### TASK REQUIREMENTS
Pull out every line of the items below that contains the string "dusty", matching its case exactly.
— begin GIVEN ENTRIES —
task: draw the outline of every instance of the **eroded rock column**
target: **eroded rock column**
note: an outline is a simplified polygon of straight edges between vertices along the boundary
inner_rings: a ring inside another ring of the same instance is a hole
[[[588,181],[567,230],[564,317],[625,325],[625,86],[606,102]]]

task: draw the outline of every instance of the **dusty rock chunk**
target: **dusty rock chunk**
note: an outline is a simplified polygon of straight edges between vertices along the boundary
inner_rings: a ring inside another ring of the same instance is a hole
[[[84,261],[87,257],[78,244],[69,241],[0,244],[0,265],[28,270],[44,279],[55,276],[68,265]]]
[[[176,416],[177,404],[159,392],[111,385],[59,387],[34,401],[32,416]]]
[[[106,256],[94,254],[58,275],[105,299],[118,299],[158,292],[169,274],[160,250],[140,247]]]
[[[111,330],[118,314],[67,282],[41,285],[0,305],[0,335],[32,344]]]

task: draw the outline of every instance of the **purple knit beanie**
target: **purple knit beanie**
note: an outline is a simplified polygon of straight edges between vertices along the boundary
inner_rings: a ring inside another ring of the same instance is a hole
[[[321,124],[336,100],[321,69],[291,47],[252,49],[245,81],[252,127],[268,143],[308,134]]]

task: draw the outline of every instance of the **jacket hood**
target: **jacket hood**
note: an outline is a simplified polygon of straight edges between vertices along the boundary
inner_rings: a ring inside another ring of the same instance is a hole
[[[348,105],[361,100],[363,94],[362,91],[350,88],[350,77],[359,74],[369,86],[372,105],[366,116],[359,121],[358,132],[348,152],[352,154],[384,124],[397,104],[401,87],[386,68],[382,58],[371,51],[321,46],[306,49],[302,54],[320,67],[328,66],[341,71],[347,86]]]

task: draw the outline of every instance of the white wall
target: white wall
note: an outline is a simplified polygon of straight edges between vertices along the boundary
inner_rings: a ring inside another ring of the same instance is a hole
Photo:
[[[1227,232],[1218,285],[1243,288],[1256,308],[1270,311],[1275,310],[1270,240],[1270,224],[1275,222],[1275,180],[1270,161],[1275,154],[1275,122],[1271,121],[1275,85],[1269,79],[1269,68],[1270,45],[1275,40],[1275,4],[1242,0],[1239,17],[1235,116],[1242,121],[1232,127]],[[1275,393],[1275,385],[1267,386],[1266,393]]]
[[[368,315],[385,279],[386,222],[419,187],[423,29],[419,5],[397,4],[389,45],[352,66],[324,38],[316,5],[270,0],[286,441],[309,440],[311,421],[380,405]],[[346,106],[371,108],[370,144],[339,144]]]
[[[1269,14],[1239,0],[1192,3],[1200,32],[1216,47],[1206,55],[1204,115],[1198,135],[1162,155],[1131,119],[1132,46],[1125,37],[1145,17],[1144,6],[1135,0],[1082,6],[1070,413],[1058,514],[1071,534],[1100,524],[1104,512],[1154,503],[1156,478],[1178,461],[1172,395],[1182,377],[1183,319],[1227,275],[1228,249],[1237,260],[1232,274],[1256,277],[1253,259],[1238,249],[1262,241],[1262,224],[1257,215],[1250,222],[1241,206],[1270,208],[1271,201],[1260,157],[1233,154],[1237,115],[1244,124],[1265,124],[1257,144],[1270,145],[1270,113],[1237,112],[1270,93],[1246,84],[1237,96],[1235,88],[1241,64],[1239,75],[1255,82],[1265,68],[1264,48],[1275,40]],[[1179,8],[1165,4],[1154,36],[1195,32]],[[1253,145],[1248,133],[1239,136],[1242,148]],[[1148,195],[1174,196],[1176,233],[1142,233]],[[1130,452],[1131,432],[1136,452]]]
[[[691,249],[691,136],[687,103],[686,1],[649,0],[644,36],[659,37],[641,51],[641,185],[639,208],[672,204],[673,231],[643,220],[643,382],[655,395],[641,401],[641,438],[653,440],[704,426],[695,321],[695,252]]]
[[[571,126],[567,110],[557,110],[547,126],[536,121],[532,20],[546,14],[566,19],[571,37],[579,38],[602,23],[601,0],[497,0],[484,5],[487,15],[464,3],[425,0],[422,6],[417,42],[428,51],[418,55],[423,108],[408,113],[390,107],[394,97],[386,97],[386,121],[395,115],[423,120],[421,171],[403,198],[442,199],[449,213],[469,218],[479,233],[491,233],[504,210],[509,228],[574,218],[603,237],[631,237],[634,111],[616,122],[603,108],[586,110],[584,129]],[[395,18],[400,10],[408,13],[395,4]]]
— end GIVEN ENTRIES —
— begin GIVEN ENTRIES —
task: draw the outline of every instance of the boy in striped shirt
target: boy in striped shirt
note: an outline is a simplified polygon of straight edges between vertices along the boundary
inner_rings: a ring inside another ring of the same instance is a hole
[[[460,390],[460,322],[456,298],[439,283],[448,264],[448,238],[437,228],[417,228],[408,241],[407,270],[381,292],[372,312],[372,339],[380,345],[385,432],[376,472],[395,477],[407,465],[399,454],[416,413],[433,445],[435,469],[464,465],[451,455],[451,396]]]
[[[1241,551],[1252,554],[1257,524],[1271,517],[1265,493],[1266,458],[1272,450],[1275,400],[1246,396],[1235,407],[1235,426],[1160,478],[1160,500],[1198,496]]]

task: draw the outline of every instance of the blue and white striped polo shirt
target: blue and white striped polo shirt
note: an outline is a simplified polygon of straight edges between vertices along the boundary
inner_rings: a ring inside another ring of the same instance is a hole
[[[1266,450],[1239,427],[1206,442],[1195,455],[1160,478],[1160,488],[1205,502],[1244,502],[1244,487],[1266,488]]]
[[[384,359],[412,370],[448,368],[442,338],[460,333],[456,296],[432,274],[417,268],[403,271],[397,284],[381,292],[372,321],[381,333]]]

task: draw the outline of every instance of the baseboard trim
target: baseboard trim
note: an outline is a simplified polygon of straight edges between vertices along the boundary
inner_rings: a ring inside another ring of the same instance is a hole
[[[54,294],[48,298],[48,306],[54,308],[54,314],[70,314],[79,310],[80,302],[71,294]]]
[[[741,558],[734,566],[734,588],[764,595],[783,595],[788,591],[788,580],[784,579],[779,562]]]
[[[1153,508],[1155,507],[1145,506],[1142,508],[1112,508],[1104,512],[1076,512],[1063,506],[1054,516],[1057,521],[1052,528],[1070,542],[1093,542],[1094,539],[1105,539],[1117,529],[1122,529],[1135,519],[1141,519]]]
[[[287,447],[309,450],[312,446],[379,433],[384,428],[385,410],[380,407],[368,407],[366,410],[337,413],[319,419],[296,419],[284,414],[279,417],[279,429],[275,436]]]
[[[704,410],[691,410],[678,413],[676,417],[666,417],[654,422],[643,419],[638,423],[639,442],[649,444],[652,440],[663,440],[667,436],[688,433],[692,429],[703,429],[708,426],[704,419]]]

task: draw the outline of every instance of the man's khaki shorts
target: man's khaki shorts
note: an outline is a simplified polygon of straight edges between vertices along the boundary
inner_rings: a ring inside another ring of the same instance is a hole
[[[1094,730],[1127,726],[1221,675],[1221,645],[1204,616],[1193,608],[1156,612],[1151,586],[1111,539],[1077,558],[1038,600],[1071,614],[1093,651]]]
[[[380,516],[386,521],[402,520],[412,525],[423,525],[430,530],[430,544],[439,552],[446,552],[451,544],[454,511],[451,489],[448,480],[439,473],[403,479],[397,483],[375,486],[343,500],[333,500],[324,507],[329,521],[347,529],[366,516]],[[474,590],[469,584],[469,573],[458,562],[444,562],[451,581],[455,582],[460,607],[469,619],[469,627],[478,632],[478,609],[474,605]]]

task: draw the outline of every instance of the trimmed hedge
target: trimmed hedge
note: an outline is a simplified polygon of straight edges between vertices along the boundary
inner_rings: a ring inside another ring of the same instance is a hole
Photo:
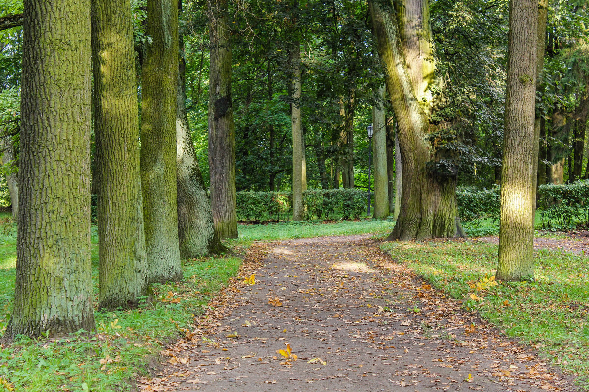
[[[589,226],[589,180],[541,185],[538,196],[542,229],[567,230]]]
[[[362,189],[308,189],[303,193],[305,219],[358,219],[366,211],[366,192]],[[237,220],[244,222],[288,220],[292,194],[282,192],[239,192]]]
— end GIVEN ENTRIES —
— begin GIVEN ENTRIES —
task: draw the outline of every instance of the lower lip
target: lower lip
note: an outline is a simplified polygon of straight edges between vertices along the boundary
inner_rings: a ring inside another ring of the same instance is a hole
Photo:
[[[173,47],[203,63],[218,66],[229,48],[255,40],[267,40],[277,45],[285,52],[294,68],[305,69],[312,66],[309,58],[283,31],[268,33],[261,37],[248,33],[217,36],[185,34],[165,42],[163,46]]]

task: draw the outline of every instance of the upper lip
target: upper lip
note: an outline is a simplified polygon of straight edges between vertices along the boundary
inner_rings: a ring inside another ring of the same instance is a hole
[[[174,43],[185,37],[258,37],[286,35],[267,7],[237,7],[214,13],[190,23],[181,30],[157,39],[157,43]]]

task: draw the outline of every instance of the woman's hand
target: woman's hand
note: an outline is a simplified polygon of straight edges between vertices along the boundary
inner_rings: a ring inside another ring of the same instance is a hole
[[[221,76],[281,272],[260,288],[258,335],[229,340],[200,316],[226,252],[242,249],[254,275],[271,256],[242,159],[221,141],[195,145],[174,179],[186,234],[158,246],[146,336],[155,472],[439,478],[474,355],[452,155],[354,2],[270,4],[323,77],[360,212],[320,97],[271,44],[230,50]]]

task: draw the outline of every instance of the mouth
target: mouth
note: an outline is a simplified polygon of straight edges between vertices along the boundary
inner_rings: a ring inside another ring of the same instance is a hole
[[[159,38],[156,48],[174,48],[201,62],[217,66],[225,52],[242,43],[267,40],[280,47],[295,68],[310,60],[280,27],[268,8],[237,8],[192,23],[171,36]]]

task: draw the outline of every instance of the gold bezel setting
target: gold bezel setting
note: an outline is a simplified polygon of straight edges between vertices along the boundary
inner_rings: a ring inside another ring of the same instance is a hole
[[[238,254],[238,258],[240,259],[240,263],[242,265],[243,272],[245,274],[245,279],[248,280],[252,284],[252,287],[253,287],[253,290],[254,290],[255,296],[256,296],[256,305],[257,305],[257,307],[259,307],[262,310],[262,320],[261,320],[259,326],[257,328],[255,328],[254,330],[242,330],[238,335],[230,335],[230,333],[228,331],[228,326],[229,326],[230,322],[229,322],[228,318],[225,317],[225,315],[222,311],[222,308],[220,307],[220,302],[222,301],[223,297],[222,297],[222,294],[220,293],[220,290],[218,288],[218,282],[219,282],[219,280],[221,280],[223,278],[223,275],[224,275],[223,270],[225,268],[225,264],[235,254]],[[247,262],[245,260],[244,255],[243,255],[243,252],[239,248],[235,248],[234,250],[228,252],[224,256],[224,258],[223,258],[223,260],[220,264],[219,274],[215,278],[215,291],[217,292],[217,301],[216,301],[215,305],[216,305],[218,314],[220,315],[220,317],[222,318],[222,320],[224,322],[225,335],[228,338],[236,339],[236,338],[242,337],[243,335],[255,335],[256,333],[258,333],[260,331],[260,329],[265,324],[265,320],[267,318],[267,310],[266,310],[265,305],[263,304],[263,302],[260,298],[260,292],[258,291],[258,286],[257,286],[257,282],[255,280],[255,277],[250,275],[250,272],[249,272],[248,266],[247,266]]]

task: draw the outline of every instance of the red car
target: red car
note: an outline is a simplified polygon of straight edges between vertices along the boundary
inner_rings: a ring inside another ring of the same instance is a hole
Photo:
— end GIVEN ENTRIES —
### TASK OUTPUT
task: draw the outline of every instance of the **dusty rock chunk**
target: **dusty rock chunk**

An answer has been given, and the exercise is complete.